▸ **Work instructions**
Only the lines containing the string "below" are needed; copy all of them from the listing.

*** Task data ***

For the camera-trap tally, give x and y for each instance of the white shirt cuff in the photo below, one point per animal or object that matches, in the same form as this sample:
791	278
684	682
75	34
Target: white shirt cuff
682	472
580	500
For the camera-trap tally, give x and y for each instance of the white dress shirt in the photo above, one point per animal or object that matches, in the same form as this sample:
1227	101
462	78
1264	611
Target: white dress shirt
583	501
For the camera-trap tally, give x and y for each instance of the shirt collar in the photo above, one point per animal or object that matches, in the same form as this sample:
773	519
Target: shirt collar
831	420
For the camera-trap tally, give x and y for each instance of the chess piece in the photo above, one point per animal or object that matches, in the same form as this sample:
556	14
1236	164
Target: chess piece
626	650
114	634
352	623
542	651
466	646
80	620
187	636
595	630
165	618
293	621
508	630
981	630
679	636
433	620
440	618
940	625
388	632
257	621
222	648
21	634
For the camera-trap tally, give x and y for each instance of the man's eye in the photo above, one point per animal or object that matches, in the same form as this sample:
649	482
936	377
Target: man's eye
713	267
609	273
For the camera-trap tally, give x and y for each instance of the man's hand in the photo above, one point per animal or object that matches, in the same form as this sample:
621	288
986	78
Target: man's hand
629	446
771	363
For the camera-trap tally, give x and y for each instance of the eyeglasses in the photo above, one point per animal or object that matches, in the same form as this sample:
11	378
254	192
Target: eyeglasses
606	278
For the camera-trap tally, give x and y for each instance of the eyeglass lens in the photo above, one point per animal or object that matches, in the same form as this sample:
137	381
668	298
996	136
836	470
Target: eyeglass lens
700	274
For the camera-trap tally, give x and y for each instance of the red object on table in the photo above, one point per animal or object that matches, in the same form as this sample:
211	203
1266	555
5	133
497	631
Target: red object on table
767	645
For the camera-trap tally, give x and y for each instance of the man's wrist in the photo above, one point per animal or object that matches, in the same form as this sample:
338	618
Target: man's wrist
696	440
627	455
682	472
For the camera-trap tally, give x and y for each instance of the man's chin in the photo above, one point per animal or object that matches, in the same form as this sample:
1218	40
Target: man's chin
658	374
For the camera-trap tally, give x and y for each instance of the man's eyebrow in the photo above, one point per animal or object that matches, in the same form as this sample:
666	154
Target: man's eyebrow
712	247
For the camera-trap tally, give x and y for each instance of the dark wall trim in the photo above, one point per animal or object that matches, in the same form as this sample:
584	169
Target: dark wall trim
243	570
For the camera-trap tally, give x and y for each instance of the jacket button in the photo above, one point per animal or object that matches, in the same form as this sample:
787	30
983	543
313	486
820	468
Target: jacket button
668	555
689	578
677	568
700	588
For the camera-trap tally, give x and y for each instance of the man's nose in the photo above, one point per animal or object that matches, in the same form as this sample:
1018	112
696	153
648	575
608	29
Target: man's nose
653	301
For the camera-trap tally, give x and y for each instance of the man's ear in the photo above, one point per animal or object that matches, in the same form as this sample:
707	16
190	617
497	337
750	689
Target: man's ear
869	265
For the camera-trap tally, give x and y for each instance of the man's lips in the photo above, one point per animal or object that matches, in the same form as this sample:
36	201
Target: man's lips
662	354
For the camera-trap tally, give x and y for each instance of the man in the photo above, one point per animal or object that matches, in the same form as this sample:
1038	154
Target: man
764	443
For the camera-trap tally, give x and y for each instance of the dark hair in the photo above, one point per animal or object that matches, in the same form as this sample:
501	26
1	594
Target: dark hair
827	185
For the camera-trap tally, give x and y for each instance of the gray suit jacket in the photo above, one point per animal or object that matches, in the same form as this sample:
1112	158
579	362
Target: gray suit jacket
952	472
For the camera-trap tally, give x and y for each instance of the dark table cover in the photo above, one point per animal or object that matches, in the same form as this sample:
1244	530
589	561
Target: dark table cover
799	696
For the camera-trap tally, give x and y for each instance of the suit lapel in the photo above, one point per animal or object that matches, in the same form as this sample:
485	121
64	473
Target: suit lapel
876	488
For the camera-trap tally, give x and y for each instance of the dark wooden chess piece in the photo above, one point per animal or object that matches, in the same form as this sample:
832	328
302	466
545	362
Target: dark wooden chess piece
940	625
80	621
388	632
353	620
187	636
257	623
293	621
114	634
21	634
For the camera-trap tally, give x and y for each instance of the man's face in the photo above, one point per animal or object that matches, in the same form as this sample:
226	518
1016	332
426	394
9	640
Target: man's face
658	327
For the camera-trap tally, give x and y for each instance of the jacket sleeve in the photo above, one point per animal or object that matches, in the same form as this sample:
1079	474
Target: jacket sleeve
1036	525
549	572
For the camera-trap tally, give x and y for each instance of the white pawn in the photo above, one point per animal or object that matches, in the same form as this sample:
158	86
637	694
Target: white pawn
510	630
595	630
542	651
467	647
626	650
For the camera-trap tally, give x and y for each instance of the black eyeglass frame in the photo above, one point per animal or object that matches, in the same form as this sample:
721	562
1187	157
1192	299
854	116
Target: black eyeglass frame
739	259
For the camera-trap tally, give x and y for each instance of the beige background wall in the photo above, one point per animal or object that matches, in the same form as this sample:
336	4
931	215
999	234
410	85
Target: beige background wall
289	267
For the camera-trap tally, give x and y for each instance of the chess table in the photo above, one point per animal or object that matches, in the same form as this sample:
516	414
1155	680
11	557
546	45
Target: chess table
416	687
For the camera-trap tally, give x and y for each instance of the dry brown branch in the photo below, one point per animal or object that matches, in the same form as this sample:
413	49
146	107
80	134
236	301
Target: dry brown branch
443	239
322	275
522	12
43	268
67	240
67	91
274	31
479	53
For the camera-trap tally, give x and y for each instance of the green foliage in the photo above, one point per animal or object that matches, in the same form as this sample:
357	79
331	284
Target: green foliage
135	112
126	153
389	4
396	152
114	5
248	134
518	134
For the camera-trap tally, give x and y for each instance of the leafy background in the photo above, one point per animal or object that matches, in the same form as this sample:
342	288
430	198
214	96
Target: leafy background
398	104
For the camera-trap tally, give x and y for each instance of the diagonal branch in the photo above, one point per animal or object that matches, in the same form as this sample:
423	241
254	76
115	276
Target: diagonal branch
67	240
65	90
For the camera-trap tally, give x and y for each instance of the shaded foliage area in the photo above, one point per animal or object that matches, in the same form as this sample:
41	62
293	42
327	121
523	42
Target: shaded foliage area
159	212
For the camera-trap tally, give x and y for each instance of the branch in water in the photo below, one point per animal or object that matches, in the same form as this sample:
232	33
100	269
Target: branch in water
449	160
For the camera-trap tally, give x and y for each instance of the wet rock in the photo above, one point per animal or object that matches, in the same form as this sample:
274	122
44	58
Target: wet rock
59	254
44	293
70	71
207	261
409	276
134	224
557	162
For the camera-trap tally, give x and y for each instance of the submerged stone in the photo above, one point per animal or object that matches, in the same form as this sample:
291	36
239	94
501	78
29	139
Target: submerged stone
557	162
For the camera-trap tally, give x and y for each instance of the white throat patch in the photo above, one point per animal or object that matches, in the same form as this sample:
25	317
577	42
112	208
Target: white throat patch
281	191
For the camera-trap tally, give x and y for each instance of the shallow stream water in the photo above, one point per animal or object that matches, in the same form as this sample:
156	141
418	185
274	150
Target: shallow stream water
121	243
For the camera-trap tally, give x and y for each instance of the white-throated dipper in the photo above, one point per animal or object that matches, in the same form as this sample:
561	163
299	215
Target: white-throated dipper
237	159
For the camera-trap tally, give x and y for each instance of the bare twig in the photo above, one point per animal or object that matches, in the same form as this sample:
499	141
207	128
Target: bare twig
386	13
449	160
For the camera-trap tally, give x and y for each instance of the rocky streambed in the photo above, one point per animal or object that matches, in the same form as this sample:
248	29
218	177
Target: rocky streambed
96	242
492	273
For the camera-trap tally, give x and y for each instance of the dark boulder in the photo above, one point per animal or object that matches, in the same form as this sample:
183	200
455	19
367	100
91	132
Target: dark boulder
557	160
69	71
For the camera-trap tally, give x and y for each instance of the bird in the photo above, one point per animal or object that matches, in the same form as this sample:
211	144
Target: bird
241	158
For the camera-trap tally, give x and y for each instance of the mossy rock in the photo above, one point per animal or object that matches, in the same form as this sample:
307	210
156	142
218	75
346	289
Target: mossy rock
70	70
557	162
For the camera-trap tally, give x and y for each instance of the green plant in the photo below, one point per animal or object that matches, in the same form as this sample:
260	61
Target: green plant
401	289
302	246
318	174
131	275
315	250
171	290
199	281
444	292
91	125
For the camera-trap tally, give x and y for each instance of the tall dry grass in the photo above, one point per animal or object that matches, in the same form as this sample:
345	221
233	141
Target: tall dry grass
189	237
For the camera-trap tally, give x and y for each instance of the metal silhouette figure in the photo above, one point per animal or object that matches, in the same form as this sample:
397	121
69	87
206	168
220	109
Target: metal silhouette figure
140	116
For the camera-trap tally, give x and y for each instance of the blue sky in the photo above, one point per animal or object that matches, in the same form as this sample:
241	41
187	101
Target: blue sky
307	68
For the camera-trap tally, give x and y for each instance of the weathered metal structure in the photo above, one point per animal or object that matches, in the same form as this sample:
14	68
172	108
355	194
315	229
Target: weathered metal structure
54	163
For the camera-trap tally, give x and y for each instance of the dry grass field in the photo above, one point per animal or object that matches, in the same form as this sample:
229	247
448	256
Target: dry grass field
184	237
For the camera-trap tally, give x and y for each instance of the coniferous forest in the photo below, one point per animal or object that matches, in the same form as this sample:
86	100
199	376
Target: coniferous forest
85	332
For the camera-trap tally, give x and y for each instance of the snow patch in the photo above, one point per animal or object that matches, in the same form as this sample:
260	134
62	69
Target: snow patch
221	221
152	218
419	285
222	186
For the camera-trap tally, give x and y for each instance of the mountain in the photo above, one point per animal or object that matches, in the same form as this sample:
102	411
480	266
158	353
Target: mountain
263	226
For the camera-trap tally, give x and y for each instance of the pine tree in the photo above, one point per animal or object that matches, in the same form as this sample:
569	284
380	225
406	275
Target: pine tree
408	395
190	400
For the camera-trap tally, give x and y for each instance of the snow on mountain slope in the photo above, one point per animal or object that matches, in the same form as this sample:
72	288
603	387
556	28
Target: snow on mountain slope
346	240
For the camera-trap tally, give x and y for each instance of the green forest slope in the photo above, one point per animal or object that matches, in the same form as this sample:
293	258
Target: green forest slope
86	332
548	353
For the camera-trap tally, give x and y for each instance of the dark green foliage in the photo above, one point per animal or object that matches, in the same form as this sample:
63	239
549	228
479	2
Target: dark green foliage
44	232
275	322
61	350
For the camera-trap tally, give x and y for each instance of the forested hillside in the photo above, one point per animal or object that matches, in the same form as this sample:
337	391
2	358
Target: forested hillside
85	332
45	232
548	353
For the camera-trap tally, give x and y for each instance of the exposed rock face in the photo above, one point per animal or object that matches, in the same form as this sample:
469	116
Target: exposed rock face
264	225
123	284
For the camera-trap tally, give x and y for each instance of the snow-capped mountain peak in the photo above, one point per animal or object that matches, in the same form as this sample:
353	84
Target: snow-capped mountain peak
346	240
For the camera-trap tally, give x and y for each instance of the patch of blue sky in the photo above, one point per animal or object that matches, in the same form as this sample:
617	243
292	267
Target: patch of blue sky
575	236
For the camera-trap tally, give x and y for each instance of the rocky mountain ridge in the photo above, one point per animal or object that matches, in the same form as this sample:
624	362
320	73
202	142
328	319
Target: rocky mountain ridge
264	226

***

▸ **Exercise response**
For the camera-trap tally, give x and y for each instance of the white shirt cuff in the photo below, one point per animal or object that matches, in the same form as this sample:
For the camera-trap tally, give x and y for each instance of the dry brown branch in the photo below, one point per animal or object that matches, in the same form as this sample:
For the camera-trap tally, give x and y for each instance of the branch in water in the photo below, one point per animal or object that matches, in the same form as this sample:
For the camera-trap tally, give x and y for each instance of the green plant in the photo below, one point per animal or object that matches, in the same form as this sample:
For the camera-trap tally, give x and y for each instance of the coniferous forest in the photo below, one point per animal or object that matches, in the same form as this sample:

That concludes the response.